| Selected passage |
The foregoing description of the Purchase Agreement does not purport to be complete and is qualified in its entirety by reference to such agreement, which is attached as an exhibit to this Current Report on Form 8-K and is incorporated herein by reference.

A copy of a press release issued by the Company regarding the Asset Purchase is attached as an exhibit to this Current Report on Form 8-K and is incorporated herein by reference.

 

Item 1.02. Termination of a Material Definitive Agreement.

| What is needed |
Reproduce the Form 8-K passage from "A copy of a" up to and including "Material Definitive Agreement.", substituting "news release" for "press release".

| Records shown |
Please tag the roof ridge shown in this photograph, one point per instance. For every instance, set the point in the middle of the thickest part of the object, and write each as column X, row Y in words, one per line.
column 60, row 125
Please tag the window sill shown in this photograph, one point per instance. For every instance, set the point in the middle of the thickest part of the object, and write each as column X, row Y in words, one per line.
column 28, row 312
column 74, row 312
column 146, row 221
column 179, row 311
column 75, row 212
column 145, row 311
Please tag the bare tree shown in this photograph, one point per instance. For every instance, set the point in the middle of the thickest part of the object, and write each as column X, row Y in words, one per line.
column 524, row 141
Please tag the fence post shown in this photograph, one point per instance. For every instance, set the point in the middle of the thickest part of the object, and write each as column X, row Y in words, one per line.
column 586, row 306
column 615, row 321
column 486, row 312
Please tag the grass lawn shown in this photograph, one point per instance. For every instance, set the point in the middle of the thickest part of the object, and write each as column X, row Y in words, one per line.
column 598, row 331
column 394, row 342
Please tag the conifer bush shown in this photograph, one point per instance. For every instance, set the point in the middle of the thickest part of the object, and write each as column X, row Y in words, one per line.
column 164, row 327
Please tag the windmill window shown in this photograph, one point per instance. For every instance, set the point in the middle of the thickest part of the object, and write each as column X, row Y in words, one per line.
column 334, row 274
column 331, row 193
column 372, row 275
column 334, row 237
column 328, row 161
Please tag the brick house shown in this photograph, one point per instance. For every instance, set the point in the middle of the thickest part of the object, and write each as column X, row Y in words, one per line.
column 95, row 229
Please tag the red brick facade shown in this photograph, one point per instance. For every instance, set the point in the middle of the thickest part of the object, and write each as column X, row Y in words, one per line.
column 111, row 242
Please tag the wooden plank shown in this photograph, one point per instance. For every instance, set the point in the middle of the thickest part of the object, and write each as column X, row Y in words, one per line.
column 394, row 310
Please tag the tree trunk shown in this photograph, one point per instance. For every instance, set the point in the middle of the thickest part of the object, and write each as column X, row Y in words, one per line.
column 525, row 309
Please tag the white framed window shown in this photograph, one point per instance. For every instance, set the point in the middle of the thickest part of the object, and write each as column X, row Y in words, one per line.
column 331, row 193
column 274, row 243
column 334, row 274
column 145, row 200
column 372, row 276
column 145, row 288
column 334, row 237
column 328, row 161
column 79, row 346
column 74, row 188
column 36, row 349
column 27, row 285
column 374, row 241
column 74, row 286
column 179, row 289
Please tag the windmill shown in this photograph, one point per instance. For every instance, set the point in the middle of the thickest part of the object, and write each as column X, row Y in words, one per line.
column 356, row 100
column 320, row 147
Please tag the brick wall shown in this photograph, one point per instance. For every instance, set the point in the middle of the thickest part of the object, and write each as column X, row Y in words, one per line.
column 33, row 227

| Reply |
A copy of a news release issued by the Company regarding the Asset Purchase is attached as an exhibit to this Current Report on Form 8-K and is incorporated herein by reference.

 

Item 1.02. Termination of a Material Definitive Agreement.